__What is expected__.
Print the material below word for word, keeping every line unchanged.

Records excerpted from a collection
— start —
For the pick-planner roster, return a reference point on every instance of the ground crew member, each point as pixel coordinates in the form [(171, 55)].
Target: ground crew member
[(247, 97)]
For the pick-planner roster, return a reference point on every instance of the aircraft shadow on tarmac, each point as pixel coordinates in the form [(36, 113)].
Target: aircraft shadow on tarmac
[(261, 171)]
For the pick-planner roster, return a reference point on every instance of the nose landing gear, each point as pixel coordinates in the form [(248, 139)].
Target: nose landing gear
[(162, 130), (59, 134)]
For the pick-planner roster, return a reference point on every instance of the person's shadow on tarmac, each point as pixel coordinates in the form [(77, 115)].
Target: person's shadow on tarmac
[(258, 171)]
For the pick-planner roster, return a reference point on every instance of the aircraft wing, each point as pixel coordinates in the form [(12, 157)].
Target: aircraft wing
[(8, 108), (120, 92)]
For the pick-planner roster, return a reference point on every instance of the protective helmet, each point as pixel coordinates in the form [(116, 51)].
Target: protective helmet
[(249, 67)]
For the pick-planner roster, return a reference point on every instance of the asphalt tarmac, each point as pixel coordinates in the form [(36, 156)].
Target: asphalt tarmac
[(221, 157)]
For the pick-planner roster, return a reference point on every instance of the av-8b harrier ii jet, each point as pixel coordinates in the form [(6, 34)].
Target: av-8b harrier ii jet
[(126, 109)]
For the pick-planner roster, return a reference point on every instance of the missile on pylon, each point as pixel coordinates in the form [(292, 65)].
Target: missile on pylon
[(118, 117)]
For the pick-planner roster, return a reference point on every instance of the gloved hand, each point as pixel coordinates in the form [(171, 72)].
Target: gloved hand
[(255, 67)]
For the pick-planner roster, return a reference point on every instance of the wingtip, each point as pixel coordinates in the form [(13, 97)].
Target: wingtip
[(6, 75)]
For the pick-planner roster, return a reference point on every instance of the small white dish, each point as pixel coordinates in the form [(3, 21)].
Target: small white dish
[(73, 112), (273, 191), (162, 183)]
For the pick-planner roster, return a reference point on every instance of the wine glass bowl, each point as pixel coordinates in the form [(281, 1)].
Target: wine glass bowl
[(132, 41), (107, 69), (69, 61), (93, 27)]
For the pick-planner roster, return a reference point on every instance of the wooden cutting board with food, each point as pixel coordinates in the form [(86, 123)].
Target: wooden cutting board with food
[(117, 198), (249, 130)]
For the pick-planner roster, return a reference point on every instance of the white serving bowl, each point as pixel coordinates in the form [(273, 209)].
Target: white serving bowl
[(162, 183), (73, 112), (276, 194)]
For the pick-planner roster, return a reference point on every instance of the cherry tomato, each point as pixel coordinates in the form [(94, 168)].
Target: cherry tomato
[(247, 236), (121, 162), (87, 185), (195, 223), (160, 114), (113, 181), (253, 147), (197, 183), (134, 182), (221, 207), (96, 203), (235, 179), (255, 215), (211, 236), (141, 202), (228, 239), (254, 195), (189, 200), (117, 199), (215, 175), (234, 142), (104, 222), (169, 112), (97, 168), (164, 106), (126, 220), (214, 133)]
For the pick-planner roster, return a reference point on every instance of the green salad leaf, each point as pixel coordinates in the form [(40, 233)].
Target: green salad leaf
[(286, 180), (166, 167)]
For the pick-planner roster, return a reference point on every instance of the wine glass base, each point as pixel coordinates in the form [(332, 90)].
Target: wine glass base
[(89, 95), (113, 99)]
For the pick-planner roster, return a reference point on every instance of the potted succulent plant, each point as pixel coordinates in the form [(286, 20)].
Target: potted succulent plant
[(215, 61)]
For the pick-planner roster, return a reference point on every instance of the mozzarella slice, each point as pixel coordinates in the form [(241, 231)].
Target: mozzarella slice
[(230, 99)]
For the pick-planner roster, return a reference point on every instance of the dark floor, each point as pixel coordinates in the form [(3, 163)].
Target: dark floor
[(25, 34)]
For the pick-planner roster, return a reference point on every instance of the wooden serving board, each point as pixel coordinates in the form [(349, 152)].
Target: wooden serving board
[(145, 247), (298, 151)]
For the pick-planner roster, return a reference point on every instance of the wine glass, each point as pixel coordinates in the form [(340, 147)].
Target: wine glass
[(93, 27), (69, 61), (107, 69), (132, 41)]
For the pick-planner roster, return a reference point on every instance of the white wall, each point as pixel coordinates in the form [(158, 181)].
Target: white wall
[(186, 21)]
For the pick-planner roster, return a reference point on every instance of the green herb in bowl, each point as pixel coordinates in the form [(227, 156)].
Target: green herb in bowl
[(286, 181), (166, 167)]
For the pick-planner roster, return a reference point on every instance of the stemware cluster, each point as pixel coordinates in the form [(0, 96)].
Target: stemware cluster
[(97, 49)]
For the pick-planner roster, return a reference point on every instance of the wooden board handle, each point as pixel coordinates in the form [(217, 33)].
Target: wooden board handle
— end —
__The result__.
For the pick-planner roster, return a reference point on every instance of the ground crew member, each point as pixel coordinates in the form [(171, 55)].
Target: ground crew member
[(247, 97)]
For the pick-planner roster, return a reference point on every instance of the aircraft shadow on tarmac, each point as pixel coordinates in the form [(36, 113)].
Target: aircraft shadow on tarmac
[(261, 171)]
For the pick-planner roster, return a reference point on every instance of the nose landing gear, each point as pixel coordinates in the form [(248, 139)].
Target: nose landing gear
[(162, 130), (59, 134)]
For the pick-planner roster, return a reference point on every instance of the person's shadow on tarmac, each point as pixel coordinates in the form [(77, 115)].
Target: person's shadow on tarmac
[(258, 171)]
For the pick-planner roster, return a reference point on every instance of the aircraft wing, each point as pixel coordinates in the form [(12, 157)].
Target: aircraft wing
[(8, 108), (120, 92)]
For the pick-planner roster, return a reference point on every instance of the protective helmet, each point as pixel coordinates in the form [(116, 51)].
Target: protective helmet
[(249, 67)]
For the pick-planner roster, return a reference point on every instance of the asphalt tarmac, each point as pixel coordinates in the form [(36, 156)].
Target: asphalt tarmac
[(221, 157)]
For the pick-planner roster, return a reference point on every instance of the av-8b harrier ii jet, each point as pixel coordinates in the form [(6, 34)].
Target: av-8b harrier ii jet
[(126, 109)]
For the pick-planner roster, return a reference point on every instance of the missile on pylon, each point as pixel coordinates in the form [(292, 65)].
Target: missile on pylon
[(118, 117)]
For the pick-planner roster, return a reference point on every instance of the gloved hand, each point as pixel coordinates in the form [(171, 72)].
Target: gloved hand
[(255, 67)]
For the pick-planner roster, return a reference point on every instance of the wingtip, each point as pixel coordinates in the form [(13, 97)].
Target: wingtip
[(6, 75)]
For the pick-planner roster, return a reference point on every instance of the small white dish, each point as pixel coordinates in the form [(3, 21)].
Target: small white dish
[(73, 112), (273, 191), (162, 183)]
For the pick-planner roster, return a reference point on every instance of the wine glass bowl, each point as pixel coordinates in the form [(281, 1)].
Target: wine glass bowl
[(132, 41), (107, 69), (69, 61), (93, 27)]
For the pick-planner roster, return a reference point on every instance of the wooden cutting board with food, each point as pixel coordinates in the form [(86, 123)].
Target: wooden cutting board with food
[(117, 198), (249, 130)]
For the pick-planner roster, return a reference point on every instance of the white serving bowl, each point as pixel coordinates in the form [(273, 209)].
Target: white serving bowl
[(162, 183), (73, 112), (276, 194)]
For the pick-planner roster, return a reference point on every instance of the cherry tomato, each point as pixel coordinates in the form [(94, 168)].
Target: cherry tomato
[(247, 236), (121, 162), (87, 185), (195, 223), (160, 114), (113, 181), (253, 147), (197, 183), (134, 182), (221, 207), (96, 203), (235, 179), (255, 215), (211, 236), (141, 202), (228, 239), (254, 195), (189, 200), (117, 199), (215, 175), (234, 142), (104, 222), (169, 112), (97, 168), (164, 106), (126, 220), (214, 133)]
For the pick-planner roster, return a reference point on every instance of the green salad leaf, each point as pixel coordinates in the form [(40, 233)].
Target: green salad leaf
[(286, 180), (166, 167)]
For the pick-planner roster, return a reference point on every instance of the wine glass base, each point as pixel coordinates in the form [(332, 90)].
Target: wine glass base
[(89, 95), (113, 99)]
For the pick-planner roster, return a reference point on every instance of the potted succulent plant, each point as pixel coordinates in the form [(286, 20)].
Target: potted succulent plant
[(215, 61)]
For the pick-planner roster, return a reference point on every instance of the mozzarella slice, each point as pixel coordinates in the form [(241, 231)].
Target: mozzarella slice
[(230, 99)]
For the pick-planner roster, return a reference point on every instance of the dark floor, each point as pixel coordinates in the form [(3, 163)].
Target: dark floor
[(25, 34)]
For the pick-planner roster, return a reference point on every instance of the wooden serving board, each point as pixel coordinates in the form [(349, 152)].
Target: wooden serving board
[(145, 247), (298, 151)]
For the pick-planner roster, return a reference point on every instance of the wine glass, each point as pixel coordinates in the form [(340, 147)].
Target: wine glass
[(93, 27), (69, 61), (107, 69), (132, 41)]
For the pick-planner roster, return a reference point on every instance of the white wall, each point as pixel coordinates in the form [(158, 181)].
Target: white wall
[(186, 21)]
For the pick-planner roster, return a reference point on every instance of the green herb in bowl, each point as pixel coordinates in the form [(227, 156)].
Target: green herb in bowl
[(286, 181), (166, 167)]
For the pick-planner roster, return a reference point on every instance of the stemware cluster, each point as pixel coordinates in the form [(0, 96)].
Target: stemware cluster
[(97, 49)]
For the pick-planner roster, return a reference point on every instance of the wooden board handle, each point as pixel coordinates in the form [(217, 33)].
Target: wooden board handle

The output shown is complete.